## Passage for review

###

StoredPropertyIterable

Joe_Groff · January 15, 2020, 7:08pm

There are probably enough breadcrumbs that you could reconstruct a name retroactively from a KeyPath; standard library code can use the internal object layout to iterate through the components, and for stored properties, match the stored offset back to the metadata to get the name back, and for computed properties, make a best effort to dladdr the accessor symbols and demangle the names out of them. That could be useful for debugging and logging, but wouldn't be robust enough for general API (and in time, we want to support people intentionally jettisoning reflection and symbol info for privacy purposes).

anandabits · January 15, 2020, 10:39pm

I agree that MemoryLayout serves a different purpose. Reflection sounds like a good idea to me.

Karl · January 16, 2020, 12:39am

I like that this is using reflection rather than conformance synthesis - the fewer magic protocols we have, the better!

That said, I'm still not convinced on KeyPathIterable or KeyPathSchema<T> for your use-cases. I feel that perhaps it's assuming that all Swift code is designed for ML. In general, the particular schema an object wishes to expose depends very much on who is asking and what they're using that information for. Even differentiable types like Int and Float might not be appropriate for an ML optimiser to alter (e.g. the Int may be a file-descriptor or other kind of resource-handle).

Sure, I could use the Custom... protocol, but that's only if I can successfully debug the issue and discover that file-descriptor nested deeply in a bunch of sub-objects (some of which may be from external libraries without source available, but whose fields are still visible to the runtime).

I think you would want a domain-specific KeyPathSchema type and CustomKeyPathSchema protocol, although it would probably build on some of this functionality (e.g. you could introduce an @Optimisable property wrapper which conforms to some marker protocol, then iterate all properties which conform to that protocol).

It's nice to save the user writing boilerplate, and we should definitely look at ways to do that, but we should also be careful not to try and be too clever.

EDIT: Also, do stored properties with willSet/didSet handlers appear as "stored properties" via reflection?

dan-zheng · January 16, 2020, 1:16am

Thanks for your feedback!

###

## Information
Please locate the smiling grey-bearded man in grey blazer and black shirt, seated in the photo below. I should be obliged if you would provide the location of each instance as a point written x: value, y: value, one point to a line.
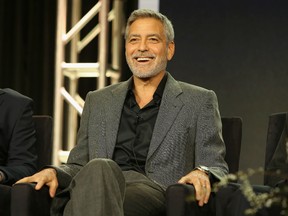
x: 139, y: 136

###

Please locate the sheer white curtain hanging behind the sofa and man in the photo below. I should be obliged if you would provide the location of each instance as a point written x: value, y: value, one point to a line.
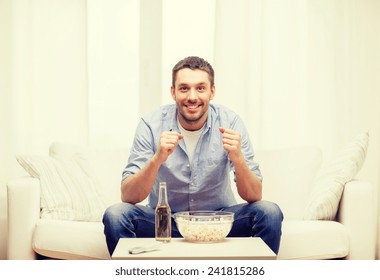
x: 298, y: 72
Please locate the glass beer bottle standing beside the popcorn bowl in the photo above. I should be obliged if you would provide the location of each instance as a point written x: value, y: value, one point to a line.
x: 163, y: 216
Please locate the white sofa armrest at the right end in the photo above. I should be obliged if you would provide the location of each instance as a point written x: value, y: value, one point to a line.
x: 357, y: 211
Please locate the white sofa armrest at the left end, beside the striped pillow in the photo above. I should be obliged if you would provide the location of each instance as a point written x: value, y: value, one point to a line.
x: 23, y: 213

###

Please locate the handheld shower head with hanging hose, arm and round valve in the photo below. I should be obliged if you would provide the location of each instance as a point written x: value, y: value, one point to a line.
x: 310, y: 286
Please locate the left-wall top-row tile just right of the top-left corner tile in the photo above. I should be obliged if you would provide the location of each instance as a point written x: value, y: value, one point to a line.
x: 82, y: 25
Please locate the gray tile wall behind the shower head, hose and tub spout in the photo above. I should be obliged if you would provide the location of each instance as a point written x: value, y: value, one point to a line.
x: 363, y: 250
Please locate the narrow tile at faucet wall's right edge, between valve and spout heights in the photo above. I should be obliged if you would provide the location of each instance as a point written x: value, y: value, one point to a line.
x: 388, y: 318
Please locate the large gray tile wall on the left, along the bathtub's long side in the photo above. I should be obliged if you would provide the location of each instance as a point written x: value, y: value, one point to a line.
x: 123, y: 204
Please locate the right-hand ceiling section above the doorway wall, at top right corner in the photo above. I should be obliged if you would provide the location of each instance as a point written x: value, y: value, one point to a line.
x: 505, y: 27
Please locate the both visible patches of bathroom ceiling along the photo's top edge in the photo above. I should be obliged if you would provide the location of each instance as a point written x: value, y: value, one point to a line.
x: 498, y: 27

###

## What to produce
Quote the StoredPropertyIterable thread in full, word for word. The entries have no connection to the StoredPropertyIterable thread.

## Solution to this exercise
StoredPropertyIterable

Joe_Groff · January 15, 2020, 7:08pm

There are probably enough breadcrumbs that you could reconstruct a name retroactively from a KeyPath; standard library code can use the internal object layout to iterate through the components, and for stored properties, match the stored offset back to the metadata to get the name back, and for computed properties, make a best effort to dladdr the accessor symbols and demangle the names out of them. That could be useful for debugging and logging, but wouldn't be robust enough for general API (and in time, we want to support people intentionally jettisoning reflection and symbol info for privacy purposes).

anandabits · January 15, 2020, 10:39pm

I agree that MemoryLayout serves a different purpose. Reflection sounds like a good idea to me.

Karl · January 16, 2020, 12:39am

I like that this is using reflection rather than conformance synthesis - the fewer magic protocols we have, the better!

That said, I'm still not convinced on KeyPathIterable or KeyPathSchema<T> for your use-cases. I feel that perhaps it's assuming that all Swift code is designed for ML. In general, the particular schema an object wishes to expose depends very much on who is asking and what they're using that information for. Even differentiable types like Int and Float might not be appropriate for an ML optimiser to alter (e.g. the Int may be a file-descriptor or other kind of resource-handle).

Sure, I could use the Custom... protocol, but that's only if I can successfully debug the issue and discover that file-descriptor nested deeply in a bunch of sub-objects (some of which may be from external libraries without source available, but whose fields are still visible to the runtime).

I think you would want a domain-specific KeyPathSchema type and CustomKeyPathSchema protocol, although it would probably build on some of this functionality (e.g. you could introduce an @Optimisable property wrapper which conforms to some marker protocol, then iterate all properties which conform to that protocol).

It's nice to save the user writing boilerplate, and we should definitely look at ways to do that, but we should also be careful not to try and be too clever.

EDIT: Also, do stored properties with willSet/didSet handlers appear as "stored properties" via reflection?

dan-zheng · January 16, 2020, 1:16am

Thanks for your feedback!